Please copy out the lines below word for word, leaving the pictures out of your answer.

Saved entries →
Segment Open

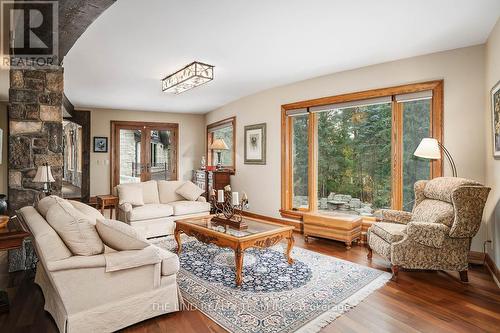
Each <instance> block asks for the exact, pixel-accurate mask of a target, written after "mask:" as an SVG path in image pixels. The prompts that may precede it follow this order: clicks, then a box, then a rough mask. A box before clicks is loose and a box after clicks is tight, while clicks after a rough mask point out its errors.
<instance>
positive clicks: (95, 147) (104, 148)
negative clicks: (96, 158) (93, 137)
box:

Segment Closed

EXPECTED ANSWER →
Each <instance> block asks for the exact, pixel-accurate mask of a target, written after "mask:" as an SVG path in image pixels. The prompts that may precede it follow this order: clicks, then a box, then a rough mask. A box before clicks is loose and a box after clicks is tight, while clicks after a rough mask point out its errors.
<instance>
positive clicks: (95, 147) (104, 148)
negative clicks: (96, 158) (93, 137)
box:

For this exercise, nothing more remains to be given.